◆ Excerpted text
◇ ◇ ◇ ◇ ◇ ◇ ◇

Tardive dyskinesia and Parkinson's are both classified as movement disorders and are linked to dopamine, which carries signals from the brain throughout the body and regulates bodily functions. Both conditions can result from the side effects of a medication. However, Parkinson's disease is more commonly linked to genetic causes, although head injuries and aluminum have also been cited as causes.
Both conditions are uncurable, but can be managed through medication.
However, the similarities end there. Parkinson's and tardive dyskinesia have opposite effects on patients' motor skills: tardive dyskinesia makes it hard to stay still, while Parkinson's impairs people's ability to move at all.
Symptoms of Parkinson's include muscular rigidity, tremors and shaking, impaired speech and loss of movement ability. Tardive dyskinesia causes tongue-thrusting, fluttering fingers, restless legs, toe tapping, and facial tics, including lip smacking and pursing, grimacing and rapid blinking.

◇ ◇ ◇ ◇ ◇ ◇ ◇

◆ Exercise tasks
A: List every symptom of Parkinson's that the passage on tardive dyskinesia and Parkinson's names.
B: Carry on the passage comparing tardive dyskinesia and Parkinson's from the point where it stops.

◆ Given information
◇ ◇ ◇ ◇ ◇ ◇ ◇

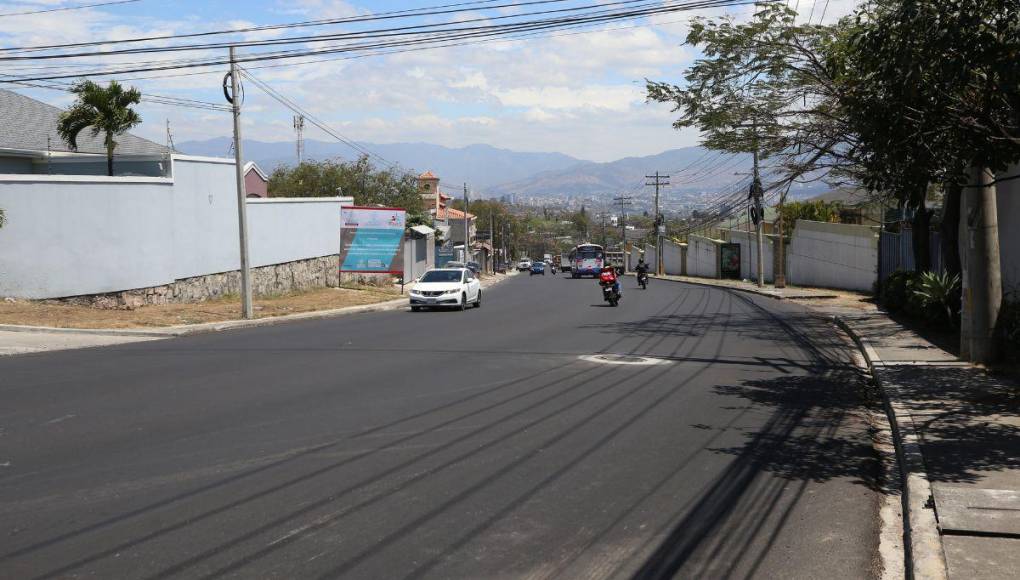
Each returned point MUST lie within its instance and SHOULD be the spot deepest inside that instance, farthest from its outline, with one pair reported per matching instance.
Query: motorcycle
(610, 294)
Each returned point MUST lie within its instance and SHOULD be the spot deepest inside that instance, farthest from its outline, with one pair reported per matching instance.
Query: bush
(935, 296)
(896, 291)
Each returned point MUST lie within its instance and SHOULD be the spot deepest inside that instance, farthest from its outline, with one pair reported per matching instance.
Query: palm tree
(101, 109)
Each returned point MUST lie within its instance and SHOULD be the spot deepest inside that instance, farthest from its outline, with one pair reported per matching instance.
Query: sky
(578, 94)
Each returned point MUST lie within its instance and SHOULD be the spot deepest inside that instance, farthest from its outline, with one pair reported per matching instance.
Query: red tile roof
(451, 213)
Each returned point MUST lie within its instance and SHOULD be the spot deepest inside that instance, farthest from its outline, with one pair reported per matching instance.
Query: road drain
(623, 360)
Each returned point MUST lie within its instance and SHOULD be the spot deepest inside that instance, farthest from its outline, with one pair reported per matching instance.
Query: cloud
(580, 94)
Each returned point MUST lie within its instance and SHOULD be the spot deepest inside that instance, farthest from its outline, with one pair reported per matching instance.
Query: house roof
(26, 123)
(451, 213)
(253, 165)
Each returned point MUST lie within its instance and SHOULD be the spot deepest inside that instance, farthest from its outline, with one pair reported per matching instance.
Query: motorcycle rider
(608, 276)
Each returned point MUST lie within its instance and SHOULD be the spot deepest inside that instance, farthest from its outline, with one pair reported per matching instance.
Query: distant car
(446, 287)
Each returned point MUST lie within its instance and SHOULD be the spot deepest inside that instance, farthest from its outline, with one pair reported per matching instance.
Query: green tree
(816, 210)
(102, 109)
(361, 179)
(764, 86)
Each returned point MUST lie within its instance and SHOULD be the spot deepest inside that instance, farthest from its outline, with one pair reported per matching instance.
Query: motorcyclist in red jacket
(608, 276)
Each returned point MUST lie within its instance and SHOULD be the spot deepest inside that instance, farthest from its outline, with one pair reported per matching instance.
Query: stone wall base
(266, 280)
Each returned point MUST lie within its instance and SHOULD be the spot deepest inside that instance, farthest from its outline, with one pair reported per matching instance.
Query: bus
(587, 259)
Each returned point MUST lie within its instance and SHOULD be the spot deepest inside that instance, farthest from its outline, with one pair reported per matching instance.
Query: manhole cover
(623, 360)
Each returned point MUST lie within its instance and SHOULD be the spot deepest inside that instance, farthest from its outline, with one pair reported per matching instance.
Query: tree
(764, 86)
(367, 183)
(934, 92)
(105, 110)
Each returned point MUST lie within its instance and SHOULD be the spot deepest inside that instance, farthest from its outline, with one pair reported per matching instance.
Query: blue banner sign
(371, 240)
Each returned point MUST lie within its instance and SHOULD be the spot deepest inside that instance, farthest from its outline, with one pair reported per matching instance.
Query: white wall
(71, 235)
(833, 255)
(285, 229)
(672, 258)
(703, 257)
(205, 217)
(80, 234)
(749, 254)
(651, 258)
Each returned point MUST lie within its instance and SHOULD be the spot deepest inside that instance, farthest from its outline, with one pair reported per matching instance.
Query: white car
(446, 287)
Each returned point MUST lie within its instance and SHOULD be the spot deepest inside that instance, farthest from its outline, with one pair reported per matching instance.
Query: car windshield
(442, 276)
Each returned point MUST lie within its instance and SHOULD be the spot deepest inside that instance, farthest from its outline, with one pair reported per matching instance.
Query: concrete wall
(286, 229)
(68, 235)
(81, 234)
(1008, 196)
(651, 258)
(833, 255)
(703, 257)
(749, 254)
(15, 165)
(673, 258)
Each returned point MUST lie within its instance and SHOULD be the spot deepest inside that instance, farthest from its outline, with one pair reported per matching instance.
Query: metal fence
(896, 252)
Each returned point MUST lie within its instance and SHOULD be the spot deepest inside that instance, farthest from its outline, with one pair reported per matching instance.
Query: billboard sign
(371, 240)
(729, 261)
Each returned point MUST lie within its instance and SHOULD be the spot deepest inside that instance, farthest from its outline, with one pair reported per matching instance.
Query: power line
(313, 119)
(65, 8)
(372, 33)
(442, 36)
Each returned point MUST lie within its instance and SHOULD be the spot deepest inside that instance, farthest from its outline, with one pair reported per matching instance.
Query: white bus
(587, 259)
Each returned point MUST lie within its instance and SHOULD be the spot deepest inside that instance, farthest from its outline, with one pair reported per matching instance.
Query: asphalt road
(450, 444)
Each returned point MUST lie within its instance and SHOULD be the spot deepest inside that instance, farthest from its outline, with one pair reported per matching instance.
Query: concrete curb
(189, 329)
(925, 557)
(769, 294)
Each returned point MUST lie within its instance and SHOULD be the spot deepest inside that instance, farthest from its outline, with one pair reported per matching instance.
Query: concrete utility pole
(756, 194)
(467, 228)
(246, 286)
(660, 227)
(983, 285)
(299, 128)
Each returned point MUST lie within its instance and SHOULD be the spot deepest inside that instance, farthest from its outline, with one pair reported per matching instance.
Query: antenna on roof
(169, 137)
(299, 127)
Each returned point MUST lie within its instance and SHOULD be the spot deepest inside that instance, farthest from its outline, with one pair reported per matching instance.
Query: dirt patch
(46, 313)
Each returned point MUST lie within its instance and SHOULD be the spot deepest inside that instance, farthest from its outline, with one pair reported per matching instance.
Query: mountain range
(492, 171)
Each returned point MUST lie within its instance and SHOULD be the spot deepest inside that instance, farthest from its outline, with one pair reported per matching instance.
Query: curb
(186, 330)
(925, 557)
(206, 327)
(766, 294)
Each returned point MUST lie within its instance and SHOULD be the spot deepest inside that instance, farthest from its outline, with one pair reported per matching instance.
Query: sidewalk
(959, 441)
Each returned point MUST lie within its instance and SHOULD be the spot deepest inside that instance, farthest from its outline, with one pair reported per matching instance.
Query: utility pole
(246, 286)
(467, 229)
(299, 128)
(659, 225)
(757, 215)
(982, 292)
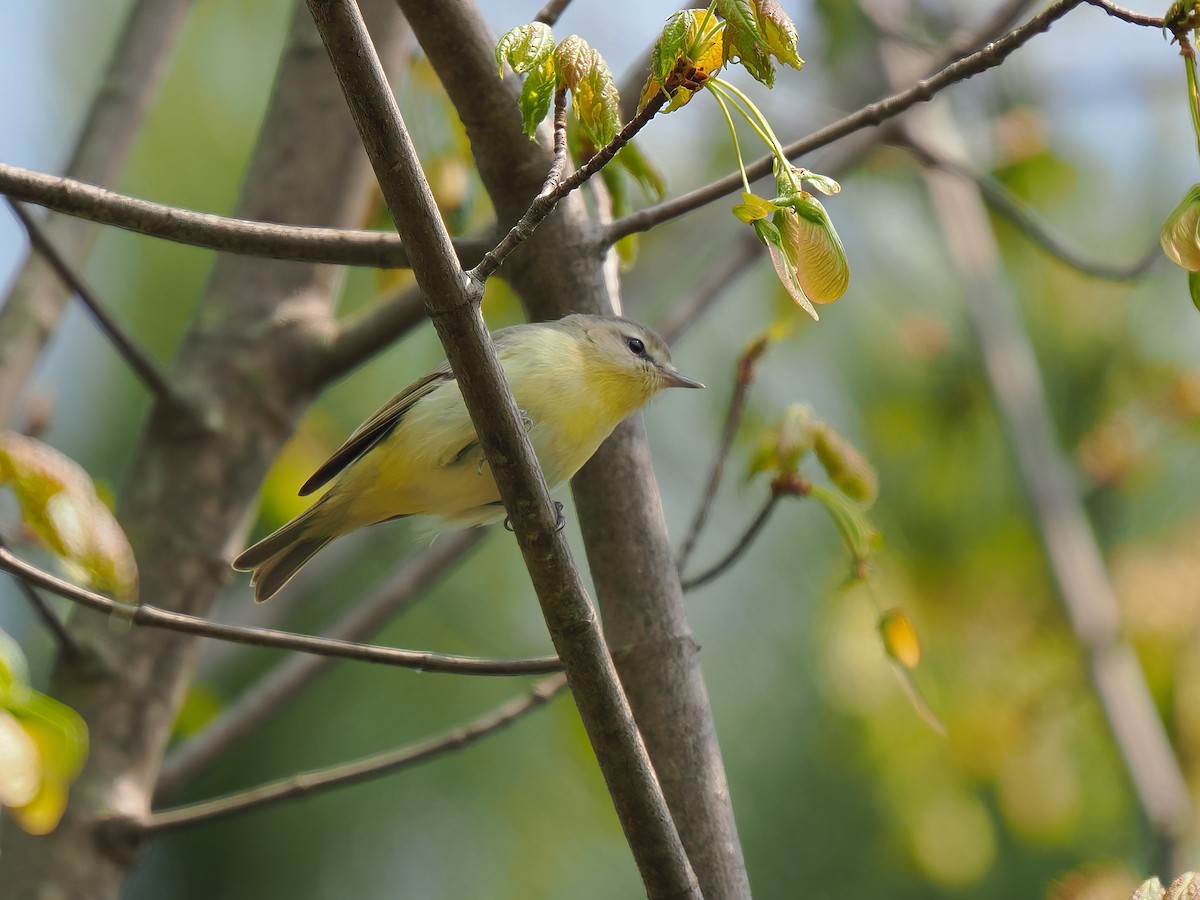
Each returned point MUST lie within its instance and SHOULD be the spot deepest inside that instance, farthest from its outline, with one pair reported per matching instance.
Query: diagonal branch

◇ ◇ ◇ ◇ ◇ ◇ ◇

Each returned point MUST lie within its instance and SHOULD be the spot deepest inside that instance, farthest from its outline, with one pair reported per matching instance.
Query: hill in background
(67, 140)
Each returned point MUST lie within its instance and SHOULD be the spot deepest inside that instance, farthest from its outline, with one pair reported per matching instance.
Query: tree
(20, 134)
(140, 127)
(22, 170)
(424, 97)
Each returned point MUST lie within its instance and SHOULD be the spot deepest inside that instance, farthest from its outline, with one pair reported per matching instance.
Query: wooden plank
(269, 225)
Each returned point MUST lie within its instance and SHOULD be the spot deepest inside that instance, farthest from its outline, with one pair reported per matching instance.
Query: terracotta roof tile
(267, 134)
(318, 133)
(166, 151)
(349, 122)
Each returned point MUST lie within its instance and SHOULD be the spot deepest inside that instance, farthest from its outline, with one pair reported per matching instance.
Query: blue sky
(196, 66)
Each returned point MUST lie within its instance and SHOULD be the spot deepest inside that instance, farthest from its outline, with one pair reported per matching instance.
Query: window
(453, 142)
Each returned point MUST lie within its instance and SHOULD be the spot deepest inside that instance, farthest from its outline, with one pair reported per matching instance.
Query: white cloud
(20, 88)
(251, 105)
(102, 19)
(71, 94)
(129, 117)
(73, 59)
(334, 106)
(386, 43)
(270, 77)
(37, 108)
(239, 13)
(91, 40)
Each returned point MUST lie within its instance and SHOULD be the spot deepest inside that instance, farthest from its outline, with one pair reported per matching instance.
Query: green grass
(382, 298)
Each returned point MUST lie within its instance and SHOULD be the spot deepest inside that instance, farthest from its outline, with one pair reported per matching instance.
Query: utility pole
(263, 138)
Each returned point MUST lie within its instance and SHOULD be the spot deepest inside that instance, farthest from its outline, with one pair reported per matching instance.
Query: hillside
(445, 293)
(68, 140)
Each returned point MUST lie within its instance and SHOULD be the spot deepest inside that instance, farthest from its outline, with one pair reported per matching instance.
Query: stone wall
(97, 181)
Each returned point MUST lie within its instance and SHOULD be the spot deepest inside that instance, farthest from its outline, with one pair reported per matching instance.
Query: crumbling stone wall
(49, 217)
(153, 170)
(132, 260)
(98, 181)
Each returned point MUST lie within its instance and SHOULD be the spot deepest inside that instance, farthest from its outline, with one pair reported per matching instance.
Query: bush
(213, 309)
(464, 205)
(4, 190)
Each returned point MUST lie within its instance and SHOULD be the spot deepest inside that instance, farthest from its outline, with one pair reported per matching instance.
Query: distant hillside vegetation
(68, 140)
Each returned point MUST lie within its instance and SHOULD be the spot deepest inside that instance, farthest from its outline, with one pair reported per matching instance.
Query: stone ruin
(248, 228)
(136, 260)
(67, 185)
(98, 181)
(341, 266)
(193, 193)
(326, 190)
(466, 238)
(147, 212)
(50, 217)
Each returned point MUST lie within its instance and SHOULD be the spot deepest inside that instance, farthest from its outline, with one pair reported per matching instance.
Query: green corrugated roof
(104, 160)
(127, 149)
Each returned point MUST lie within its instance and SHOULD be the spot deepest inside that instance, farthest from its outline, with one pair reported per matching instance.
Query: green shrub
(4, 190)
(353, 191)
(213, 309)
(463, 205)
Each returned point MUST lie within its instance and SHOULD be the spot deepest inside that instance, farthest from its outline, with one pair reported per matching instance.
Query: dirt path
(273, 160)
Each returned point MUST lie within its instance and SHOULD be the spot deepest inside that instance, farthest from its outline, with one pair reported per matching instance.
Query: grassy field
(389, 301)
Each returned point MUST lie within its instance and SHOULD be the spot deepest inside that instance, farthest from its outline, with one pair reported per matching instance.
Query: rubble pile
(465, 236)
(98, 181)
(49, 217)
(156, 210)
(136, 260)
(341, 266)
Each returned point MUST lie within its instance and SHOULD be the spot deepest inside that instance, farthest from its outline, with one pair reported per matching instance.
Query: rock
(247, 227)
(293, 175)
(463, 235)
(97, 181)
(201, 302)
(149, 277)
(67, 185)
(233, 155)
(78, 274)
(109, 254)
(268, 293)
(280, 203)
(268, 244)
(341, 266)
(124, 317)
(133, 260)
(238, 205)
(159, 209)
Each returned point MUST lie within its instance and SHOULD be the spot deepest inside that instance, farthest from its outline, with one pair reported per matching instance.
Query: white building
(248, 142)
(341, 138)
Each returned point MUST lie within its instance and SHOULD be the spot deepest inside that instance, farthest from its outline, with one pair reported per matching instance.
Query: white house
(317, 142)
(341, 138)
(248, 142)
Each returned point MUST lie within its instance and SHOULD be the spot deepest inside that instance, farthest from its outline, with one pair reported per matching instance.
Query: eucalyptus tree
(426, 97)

◇ ◇ ◇ ◇ ◇ ◇ ◇

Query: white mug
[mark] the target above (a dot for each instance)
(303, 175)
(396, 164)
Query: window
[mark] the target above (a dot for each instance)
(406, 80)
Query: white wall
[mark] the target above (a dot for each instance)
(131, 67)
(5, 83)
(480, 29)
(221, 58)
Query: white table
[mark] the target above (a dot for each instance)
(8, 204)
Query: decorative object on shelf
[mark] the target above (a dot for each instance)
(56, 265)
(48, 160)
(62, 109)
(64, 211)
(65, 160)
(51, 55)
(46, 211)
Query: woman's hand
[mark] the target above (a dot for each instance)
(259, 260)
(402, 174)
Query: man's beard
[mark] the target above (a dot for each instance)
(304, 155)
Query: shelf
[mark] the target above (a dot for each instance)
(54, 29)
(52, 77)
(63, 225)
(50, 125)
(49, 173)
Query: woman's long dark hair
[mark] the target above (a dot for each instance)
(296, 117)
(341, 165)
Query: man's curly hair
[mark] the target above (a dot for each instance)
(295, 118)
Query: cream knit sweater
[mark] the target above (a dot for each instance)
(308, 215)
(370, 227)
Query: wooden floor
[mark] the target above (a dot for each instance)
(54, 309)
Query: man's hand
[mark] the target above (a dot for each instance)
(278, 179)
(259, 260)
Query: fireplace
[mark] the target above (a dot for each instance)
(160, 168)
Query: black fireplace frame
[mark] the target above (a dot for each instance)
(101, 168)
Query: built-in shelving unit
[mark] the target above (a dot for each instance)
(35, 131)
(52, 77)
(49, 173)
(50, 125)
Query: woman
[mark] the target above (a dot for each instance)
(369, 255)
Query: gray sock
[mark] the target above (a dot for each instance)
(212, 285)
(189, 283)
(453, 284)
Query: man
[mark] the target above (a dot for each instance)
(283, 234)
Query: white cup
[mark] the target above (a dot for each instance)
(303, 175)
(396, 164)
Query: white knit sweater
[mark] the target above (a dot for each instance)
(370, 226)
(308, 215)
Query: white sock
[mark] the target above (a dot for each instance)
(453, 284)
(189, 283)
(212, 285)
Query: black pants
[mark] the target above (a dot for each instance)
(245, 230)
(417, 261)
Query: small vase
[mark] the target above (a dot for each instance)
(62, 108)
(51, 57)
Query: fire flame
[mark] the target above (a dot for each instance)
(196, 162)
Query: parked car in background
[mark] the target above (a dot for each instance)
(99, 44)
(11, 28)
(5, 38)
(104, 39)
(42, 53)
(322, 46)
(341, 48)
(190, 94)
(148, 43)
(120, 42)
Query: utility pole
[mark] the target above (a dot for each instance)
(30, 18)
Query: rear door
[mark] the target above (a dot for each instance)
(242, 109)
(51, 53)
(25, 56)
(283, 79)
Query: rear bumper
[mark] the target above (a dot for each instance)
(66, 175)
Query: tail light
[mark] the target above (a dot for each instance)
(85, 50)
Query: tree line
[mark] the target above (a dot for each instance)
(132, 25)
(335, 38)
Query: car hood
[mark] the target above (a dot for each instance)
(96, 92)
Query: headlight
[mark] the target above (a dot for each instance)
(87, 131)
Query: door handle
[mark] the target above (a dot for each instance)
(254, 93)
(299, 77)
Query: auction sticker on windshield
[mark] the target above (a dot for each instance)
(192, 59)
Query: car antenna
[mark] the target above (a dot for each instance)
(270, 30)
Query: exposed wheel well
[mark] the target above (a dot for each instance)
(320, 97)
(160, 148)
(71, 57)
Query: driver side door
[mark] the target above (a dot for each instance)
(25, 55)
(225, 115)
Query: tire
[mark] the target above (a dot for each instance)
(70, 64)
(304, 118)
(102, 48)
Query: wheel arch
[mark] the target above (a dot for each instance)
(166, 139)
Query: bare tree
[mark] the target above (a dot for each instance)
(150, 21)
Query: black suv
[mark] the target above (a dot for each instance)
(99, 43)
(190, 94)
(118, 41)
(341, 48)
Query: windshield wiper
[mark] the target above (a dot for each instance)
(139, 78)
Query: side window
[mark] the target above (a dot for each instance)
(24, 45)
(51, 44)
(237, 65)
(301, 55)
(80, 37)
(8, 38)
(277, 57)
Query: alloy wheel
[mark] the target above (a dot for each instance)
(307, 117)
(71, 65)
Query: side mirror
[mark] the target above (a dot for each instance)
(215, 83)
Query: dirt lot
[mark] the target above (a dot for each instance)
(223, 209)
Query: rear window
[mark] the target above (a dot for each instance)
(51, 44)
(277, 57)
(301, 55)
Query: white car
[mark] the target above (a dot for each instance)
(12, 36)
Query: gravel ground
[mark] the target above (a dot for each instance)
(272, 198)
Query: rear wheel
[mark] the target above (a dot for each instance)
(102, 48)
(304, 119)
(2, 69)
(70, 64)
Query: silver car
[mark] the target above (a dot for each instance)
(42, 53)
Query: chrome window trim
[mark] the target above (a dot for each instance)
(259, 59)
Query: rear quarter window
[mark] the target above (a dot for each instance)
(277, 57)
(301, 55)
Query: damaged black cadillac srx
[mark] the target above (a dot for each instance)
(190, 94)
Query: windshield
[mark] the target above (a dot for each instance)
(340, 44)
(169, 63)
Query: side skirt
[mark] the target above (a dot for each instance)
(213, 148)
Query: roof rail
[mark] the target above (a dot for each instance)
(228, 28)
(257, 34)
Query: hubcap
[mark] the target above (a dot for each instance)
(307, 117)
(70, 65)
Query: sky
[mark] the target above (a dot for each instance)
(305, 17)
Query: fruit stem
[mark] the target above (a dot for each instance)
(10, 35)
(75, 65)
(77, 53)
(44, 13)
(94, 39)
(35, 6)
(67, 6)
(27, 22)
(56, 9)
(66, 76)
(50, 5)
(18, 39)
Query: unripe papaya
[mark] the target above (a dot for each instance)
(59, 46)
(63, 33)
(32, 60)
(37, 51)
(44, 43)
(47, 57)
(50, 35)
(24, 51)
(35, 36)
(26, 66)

◇ ◇ ◇ ◇ ◇ ◇ ◇

◆ Task-by-task results
A:
muscular rigidity
tremors and shaking
impaired speech
loss of movement ability

B:
Tardive dyskinesia has been linked to the use of Reglan (known generically as metoclopramide). Patients who have taken Reglan for more than three months and are suffering from symptoms associated with tardive dyskinesia should see a doctor.
Those who have taken Reglan and think they have Parkinson's disease could also benefit from speaking with a doctor. According to the Tardive Dyskinesia Center, Reglan has been linked to symptoms of Parkinson's disease. Some patients who had Parkinson's prior to taking Reglan say they noticed greater difficulty moving after taking the drug.
"I believe that taking Reglan has aggravated the Parkinson's," said Nancy W. (real name withheld) in an e-mail to LawyersandSettlements. "I have Parkinson's. Because of this, I have trouble digesting food. I was sent to a gastrologist who put me on Reglan. I was on it for eight months and decided to stop taking it because I noticed that my rigidity had gotten worse. I suffer from spasticity anyway and this medicine seemed to aggravate it."